Tag: signal to noise ratio

Oomph Vs Precision

Let’s assume that you get a call from a relative. Said relative has enjoyed packing away the carbs for years on end, and is built along, shall we say, fairly generous proportions. But also – and this is the good news – said relative would now like to shed some kilos.

You, trained in statistics and fitness, have been enlisted as an important team member of Team Let’s Lose Some Weight.

And so off you go to do your research online, and after barely half an hour of ferreting around on Google, you come back and announce that there are two pills that will get the job done. While both have some unfortunate and unavoidable side-effects, both are also guaranteed to help you lose weight. You don’t need to do anything else, you tell your relative. No exercise, no diet, no lemon water in the morning, none of that jazz. Pop the pills, and you’re guaranteed to lose weight.

But, you go on to say, there’s also bad news.

What’s the bad news, asks the relative.

Well, you say. The first pill – Oomph is its name – it will help you lose nine kgs on average in a month.

Nine kgs, goes the old relative. And you call that bad news?!

Hang on, you say. Not so fast. Yes, nine kgs, but focus on the next two words, no? “On average”.

And what does that mean, asks the old relative testily.

Well, you say, always glad to show off your knowledge of statistics, it means you could lose anywhere between 4.5 kgs to 13.5 kgs. On average you will lose about nine kgs. But could be more, could be less.

Almost never, you say, will it be less than 4.5 kgs. And almost never, you say, will be more than 13.5 kgs. But somewhere within that range, you go on reassuringly, you will lose the kgs.

Ah, goes the old relative. Like that. OK, then. And what about the second pill?

Ah, the second pill, you say. Well, in the case of the second pill, you will lose only 2.25 kgs.

■ Parts of the exercise ■
1. Using the Oomph Vs Precision excerpt, explain why the speaker tells the relative to focus on the words "on average" when describing the first pill's nine-kg result.
2. Reproduce the Oomph Vs Precision excerpt word for word from "Nine kgs, goes" up to and including "lose the kgs.".

■ Record set ■
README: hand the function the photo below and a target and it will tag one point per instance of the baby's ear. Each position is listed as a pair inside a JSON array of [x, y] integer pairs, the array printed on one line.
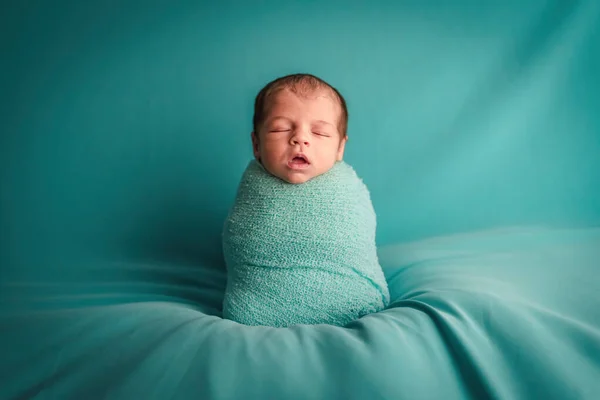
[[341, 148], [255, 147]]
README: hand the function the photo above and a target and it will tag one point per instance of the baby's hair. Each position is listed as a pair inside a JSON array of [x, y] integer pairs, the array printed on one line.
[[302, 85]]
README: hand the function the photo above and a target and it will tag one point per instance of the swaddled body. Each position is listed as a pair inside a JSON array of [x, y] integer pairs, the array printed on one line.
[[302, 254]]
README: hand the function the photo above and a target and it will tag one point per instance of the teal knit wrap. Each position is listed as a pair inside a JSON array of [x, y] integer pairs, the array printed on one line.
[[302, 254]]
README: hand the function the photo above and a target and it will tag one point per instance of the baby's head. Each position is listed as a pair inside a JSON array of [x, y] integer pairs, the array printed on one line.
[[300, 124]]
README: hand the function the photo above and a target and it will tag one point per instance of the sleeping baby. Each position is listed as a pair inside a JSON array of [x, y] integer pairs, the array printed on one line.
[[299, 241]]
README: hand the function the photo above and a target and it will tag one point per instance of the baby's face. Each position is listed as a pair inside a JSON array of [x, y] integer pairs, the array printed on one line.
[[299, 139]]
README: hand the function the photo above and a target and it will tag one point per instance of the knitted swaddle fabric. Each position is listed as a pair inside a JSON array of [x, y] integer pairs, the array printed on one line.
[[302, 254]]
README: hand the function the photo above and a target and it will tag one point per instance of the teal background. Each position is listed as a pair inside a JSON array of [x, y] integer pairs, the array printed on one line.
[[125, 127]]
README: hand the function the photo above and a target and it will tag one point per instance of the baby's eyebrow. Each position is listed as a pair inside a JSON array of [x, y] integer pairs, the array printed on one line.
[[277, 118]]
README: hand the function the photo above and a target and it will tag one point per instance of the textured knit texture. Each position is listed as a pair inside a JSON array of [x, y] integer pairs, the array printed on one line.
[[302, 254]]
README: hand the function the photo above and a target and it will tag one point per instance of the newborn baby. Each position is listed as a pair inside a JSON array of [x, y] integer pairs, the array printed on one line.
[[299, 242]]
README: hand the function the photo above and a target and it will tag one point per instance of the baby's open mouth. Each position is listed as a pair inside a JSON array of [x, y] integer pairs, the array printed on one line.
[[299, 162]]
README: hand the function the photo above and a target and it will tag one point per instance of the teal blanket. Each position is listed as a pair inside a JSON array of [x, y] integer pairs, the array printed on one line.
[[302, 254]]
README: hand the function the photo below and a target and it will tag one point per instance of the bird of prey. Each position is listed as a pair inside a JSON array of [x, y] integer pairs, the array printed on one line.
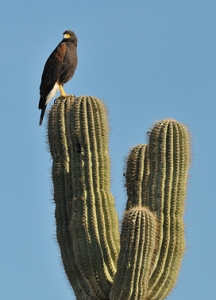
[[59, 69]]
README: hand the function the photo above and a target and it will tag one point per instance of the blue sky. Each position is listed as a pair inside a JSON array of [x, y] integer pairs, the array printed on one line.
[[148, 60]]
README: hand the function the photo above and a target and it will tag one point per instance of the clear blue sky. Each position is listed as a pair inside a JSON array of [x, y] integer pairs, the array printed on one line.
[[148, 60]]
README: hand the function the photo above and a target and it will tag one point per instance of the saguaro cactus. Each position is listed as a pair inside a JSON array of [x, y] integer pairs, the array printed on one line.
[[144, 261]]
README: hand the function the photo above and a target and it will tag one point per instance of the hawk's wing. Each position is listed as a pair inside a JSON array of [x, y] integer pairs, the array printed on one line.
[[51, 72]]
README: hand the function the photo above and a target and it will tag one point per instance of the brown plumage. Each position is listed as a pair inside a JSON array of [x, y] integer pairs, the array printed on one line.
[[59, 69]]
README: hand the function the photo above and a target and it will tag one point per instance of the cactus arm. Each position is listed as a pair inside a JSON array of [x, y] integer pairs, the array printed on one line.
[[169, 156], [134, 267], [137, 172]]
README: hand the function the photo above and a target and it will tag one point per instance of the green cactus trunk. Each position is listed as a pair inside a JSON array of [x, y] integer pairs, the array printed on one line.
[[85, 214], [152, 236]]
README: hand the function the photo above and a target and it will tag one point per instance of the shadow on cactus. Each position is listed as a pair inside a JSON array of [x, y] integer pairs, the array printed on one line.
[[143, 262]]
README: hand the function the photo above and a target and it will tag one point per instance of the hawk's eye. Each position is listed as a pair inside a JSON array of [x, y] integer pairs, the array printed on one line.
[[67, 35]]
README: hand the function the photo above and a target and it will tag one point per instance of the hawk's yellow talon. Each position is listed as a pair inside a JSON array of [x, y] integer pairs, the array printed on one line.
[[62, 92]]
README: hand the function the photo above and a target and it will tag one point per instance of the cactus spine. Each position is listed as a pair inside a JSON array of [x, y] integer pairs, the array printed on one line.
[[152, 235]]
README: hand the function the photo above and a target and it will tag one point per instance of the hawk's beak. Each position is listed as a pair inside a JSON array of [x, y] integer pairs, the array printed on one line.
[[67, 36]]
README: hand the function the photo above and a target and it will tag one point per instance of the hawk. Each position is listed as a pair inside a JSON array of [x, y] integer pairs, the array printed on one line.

■ Solutions to the exercise ■
1. The nine kgs is only an average, so the actual loss could be more or less. It could be anywhere from about 4.5 kgs to 13.5 kgs, and almost never below or above that range.

2.
Nine kgs, goes the old relative. And you call that bad news?!

Hang on, you say. Not so fast. Yes, nine kgs, but focus on the next two words, no? “On average”.

And what does that mean, asks the old relative testily.

Well, you say, always glad to show off your knowledge of statistics, it means you could lose anywhere between 4.5 kgs to 13.5 kgs. On average you will lose about nine kgs. But could be more, could be less.

Almost never, you say, will it be less than 4.5 kgs. And almost never, you say, will be more than 13.5 kgs. But somewhere within that range, you go on reassuringly, you will lose the kgs.